_EXERCISE GOAL_
Could you copy, word for word, only the lines from the one containing "Pin the small" through the last line of the records below, both included?

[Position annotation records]
--------

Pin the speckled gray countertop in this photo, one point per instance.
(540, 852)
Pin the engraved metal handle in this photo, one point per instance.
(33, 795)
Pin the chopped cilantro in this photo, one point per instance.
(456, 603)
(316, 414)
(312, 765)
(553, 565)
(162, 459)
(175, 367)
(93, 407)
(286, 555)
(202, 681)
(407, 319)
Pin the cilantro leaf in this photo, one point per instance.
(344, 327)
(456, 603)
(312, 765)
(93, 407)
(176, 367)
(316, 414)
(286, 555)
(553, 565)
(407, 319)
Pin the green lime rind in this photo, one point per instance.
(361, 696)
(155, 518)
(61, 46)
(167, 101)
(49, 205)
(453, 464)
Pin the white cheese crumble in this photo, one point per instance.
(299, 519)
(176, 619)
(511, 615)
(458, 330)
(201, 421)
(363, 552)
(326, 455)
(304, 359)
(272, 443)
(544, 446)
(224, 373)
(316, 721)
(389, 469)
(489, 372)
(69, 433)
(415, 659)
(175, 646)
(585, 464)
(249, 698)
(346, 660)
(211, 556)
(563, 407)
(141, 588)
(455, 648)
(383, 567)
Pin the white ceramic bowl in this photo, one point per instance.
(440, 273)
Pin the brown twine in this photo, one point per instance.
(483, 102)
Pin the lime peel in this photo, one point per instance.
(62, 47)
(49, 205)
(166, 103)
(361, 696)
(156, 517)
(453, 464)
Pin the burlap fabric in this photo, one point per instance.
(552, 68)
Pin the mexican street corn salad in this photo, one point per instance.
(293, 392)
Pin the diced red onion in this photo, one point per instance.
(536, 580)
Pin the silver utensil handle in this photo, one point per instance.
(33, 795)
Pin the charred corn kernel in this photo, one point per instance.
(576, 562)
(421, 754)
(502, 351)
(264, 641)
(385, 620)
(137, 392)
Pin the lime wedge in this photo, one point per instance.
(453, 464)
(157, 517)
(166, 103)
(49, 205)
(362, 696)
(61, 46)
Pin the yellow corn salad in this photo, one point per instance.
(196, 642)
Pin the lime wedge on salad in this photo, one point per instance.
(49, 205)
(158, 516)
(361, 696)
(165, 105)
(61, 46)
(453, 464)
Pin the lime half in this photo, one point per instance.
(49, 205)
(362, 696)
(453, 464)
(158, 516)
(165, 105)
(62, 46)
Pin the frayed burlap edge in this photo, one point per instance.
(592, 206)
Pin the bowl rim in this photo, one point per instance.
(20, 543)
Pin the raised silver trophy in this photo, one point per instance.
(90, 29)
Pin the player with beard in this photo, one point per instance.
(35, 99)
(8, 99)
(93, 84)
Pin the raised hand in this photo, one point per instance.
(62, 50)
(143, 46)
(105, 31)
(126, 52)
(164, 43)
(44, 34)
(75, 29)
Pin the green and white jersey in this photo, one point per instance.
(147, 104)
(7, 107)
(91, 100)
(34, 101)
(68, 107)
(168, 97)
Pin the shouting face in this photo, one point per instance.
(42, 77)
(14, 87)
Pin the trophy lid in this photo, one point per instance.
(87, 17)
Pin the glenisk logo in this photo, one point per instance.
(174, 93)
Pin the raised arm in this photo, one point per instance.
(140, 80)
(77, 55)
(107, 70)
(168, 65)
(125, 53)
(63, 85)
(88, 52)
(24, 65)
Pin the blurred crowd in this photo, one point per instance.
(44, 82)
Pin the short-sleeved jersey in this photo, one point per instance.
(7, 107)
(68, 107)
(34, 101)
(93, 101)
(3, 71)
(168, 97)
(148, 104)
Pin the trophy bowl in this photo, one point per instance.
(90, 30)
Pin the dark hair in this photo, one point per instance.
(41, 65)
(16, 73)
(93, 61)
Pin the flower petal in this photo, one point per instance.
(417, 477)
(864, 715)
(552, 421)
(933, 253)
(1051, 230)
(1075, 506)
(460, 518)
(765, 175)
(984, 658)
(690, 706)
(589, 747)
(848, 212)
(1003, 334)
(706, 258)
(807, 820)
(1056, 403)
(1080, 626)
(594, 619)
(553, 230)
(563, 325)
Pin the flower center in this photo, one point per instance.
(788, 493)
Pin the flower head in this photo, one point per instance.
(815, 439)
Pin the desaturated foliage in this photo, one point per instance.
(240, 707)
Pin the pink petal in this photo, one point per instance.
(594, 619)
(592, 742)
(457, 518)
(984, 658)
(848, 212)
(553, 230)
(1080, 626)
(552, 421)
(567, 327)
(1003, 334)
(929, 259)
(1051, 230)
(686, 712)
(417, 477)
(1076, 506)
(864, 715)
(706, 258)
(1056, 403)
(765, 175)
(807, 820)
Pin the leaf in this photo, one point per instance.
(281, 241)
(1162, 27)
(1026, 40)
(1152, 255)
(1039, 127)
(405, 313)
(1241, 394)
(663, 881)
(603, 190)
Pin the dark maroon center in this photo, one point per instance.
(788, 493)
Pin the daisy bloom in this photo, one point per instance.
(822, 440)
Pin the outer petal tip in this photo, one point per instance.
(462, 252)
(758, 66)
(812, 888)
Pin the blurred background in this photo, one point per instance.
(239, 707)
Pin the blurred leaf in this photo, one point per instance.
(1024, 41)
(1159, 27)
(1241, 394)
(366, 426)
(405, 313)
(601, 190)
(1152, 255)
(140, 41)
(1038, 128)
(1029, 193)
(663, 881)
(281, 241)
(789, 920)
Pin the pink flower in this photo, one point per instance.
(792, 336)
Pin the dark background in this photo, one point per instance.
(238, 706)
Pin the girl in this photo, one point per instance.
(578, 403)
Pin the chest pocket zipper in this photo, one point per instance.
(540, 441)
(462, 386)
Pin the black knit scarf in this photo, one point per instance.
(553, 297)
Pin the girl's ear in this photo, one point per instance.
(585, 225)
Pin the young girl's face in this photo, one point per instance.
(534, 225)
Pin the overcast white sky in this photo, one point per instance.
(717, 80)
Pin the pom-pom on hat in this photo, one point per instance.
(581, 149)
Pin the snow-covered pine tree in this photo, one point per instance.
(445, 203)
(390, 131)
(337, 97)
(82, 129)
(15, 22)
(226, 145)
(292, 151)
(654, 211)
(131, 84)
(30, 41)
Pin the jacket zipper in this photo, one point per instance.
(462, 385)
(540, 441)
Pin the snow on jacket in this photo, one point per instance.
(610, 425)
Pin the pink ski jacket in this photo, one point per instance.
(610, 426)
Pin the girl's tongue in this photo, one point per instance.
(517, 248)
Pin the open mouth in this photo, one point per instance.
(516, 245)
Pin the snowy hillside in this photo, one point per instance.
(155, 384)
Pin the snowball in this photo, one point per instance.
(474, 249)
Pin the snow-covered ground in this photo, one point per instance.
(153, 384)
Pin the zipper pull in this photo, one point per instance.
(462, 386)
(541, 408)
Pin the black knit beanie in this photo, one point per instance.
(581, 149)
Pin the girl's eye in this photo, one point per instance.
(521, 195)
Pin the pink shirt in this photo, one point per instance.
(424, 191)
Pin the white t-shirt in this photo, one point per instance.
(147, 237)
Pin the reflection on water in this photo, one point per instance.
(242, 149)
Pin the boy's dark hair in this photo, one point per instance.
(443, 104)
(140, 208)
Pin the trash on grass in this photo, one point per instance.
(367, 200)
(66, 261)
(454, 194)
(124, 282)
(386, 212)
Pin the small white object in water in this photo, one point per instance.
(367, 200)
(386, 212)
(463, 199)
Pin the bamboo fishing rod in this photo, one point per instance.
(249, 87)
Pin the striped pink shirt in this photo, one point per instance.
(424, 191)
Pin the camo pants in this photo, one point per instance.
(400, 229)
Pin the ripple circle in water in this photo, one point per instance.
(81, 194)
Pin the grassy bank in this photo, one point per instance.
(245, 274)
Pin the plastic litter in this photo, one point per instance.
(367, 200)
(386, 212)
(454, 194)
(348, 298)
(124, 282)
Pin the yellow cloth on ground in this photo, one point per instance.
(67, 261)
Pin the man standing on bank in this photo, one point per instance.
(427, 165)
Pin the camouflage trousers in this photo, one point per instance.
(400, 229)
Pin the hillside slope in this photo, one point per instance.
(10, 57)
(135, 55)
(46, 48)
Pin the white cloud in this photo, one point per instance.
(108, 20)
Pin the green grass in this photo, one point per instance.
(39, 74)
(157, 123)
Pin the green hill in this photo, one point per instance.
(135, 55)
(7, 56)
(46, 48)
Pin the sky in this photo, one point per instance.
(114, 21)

--------

_ANSWER_
Pin the small white object in water in this photo, one point per instance.
(367, 200)
(386, 212)
(463, 199)
Pin the bamboo fishing rod in this photo, one point per instance.
(249, 87)
Pin the striped pink shirt in this photo, one point per instance.
(424, 191)
Pin the camo pants in this photo, one point per instance.
(400, 229)
Pin the ripple circle in water in this photo, one point per instance.
(81, 194)
Pin the grassy bank in this photo, one point per instance.
(245, 274)
Pin the plastic litter in this photo, one point per instance.
(367, 200)
(386, 212)
(454, 194)
(348, 298)
(124, 282)
Pin the yellow cloth on ground in this photo, one point per instance.
(67, 261)
Pin the man standing on bank in this photo, one point per instance.
(427, 165)
Pin the camouflage trousers in this photo, one point per instance.
(400, 229)
Pin the hillside slope in this photo, one point per instance.
(10, 57)
(135, 55)
(46, 48)
Pin the white cloud in this photo, one point per instance.
(108, 20)
Pin the green grass in this photo, one point per instance.
(39, 74)
(157, 123)
Pin the green hill in this photo, one point per instance.
(135, 55)
(7, 56)
(46, 48)
Pin the sky in this photo, one point per instance.
(114, 21)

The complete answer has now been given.